**Document segment**:
__________________________________________________

Step-by-step guide for Behringer U-Phoria 404HD (2023)

I’m trying to get back to using a Behringer U-Phoria 404HD and Audacity to record three mics, and having a devil of a time at it. I’ve followed a variety of different instructions from other forum posts, including rolling the driver back to 3.29, switching to WASAPI, and trying to to pre-create tracks that match the Behringer sample rate (192K).

Everything is either giving me only 1 or 2 live mics, or error code -9997, Invalid Sample Rate.

I was wondering if anyone out there is successfully multitracking 3 or 4 mics with a Behringer 404HD, and could walk me through it…

  • What input type are you using? WASAPI gives me a -9997 error; MME and DirectSound allow me to record on channels 1 and 2 on the Behringer, with no input from channels 3 or 4. Channel 1 is left, Channel 2 is right. If I record in a mono channel, I only hear #1 and channels 2-4 are dead.
  • What is your input? Mine, with Driver 3.29, is Line (BEHRINGER UMC404HD 192k)
  • Is the sound coming in mixing the four tracks on the Behringer to mono or stereo (which is fine) or are you recording 3 or 4 tracks simultaneously?
  • Which Behringer driver are you using?
  • What sound output are you using? Still the Behringer driver? If I output to Behringer I don’t get any throughput, but it plays back through the Behringer if I play without recording.

Essentially the closer I can get to a step-by-step guide the better… a lot seems to have changed since this was last actively discussed circa 2019, and I don’t know if I’m getting things wrong or if the software itself has shifted in ways I don’t understand.

The only way I am aware of to be able to record more than 2 channels into separate tracks using an USB audio interface as of right now is to compile Audacity by yourself with ASIO support so you can use the ASIO driver of the interface.
ASIO cannot be included in Audacity because of licensing restrictions.

So that could be because Behringer driver for Windows only supports 2 channels on WIndows MME, DirectSound, or WASAPI. The Behringer driver supports 4 channels on MacOS, Linux and Windows ASIO. Unfortuantely Audacity does not ship with ASIO, so you are really SOL. If you stay with Windows, you will either have to switch to a DAW that supports ASIO or compile your own flavor of Audacity which is free, but a little (by which I mean a lot) tricky.

__________________________________________________

[Stored items]

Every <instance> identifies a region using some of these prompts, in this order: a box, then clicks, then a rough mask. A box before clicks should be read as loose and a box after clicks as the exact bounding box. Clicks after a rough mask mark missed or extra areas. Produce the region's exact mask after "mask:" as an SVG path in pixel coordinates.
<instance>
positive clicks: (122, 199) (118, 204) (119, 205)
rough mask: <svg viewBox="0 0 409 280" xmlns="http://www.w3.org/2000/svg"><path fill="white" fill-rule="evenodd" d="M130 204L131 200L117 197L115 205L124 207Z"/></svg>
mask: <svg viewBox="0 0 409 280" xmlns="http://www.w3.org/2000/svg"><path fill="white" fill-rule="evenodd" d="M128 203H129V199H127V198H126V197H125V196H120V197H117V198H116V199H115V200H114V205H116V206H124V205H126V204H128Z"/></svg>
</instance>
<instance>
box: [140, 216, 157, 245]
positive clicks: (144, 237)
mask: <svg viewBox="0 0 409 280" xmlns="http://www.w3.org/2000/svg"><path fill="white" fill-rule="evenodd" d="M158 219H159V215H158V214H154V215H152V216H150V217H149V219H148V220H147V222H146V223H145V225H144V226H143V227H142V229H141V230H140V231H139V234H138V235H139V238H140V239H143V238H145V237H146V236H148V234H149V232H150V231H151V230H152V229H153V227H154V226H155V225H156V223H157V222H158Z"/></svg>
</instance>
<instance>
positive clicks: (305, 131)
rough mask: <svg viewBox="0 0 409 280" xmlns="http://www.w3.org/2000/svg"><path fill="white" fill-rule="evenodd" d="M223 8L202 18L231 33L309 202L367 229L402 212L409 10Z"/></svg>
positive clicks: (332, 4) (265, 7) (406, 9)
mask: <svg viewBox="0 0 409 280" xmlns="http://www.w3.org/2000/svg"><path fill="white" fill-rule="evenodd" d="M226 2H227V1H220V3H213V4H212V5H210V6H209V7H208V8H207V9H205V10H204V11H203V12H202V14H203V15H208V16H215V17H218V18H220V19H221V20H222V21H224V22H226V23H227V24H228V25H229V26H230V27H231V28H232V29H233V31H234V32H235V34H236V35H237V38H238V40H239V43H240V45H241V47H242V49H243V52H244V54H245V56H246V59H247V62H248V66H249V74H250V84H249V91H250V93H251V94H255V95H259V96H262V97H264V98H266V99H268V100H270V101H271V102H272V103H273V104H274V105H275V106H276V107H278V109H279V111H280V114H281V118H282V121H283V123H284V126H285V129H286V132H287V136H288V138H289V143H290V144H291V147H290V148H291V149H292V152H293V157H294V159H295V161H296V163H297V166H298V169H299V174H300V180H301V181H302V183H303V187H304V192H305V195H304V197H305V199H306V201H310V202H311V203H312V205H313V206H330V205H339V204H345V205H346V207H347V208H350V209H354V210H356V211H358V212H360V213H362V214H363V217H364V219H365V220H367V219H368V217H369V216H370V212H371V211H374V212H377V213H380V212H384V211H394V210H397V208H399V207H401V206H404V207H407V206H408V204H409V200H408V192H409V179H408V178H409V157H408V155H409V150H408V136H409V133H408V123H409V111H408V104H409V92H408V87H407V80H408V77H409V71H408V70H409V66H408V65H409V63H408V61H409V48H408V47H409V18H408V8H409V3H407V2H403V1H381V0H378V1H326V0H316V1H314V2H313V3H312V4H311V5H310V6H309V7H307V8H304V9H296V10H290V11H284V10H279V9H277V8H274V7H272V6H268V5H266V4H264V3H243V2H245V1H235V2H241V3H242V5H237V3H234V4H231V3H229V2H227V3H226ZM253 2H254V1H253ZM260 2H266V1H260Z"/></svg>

__________________________________________________

**Instructions**:
a) Quote the Behringer 404HD forum thread, starting at "I was wondering" and ending at "4 tracks simultaneously?".
b) Write what comes next in the forum thread about multitrack recording with the Behringer 404HD in Audacity, picking up after its last sentence.

**Answers per task**:
a)
I was wondering if anyone out there is successfully multitracking 3 or 4 mics with a Behringer 404HD, and could walk me through it…

  • What input type are you using? WASAPI gives me a -9997 error; MME and DirectSound allow me to record on channels 1 and 2 on the Behringer, with no input from channels 3 or 4. Channel 1 is left, Channel 2 is right. If I record in a mono channel, I only hear #1 and channels 2-4 are dead.
  • What is your input? Mine, with Driver 3.29, is Line (BEHRINGER UMC404HD 192k)
  • Is the sound coming in mixing the four tracks on the Behringer to mono or stereo (which is fine) or are you recording 3 or 4 tracks simultaneously?

b)
Is there any way I can just get the Behringer to consolidate its feed on the way to the PC, though? I’m not dead set on recording three mics / three channels; three mics coming in as a single mono or stereo track would be fine. It can output to a headphone jack no problem – it can’t output a single stereo track via the USB interface?

(I replied earlier, but the server crashed just as it was processing my post, and I don’t see it here, so here goes again:)

There is a USB control button on some mixers to select whether the computer sees the inputs or the outputs. The U-Phoria is not a “mixer” and I do not see any such button in the photo, so I suspect not. I think you will need different/additional hardware to do this. Some people have had success with a Behringer UFO/UCA/202/222 USB interface - you would also need a stereo 1/4" to RCA cable. Personally, I have been using an old Presonus AudioBox 44VSL which sends all 4 channels to Audacity under Windows, so I don’t have this issue.

For a software solution, you could use MacOS or Linux or you could compile your own version of Audacity w/ASIO support. You don’t need to do any coding, but you have to install a lot of development software and the whole process could take about a day. Or you could download a free Reaper demo or I think there is a free Cakewalk that supports ASIO.

Thanks for all the info and advice – yes, I think I’m’a head over to Reaper and see what I can do there. Audacity is a lot easier for me to use out of the gate, but it feels like the ASIO component is essential. The other option was going to be just to split the 1/4" monitor outs into a 1/8" cable and plug into the line in of my sound card and skip the USB entirely, but I’ll give Reaper a shot first.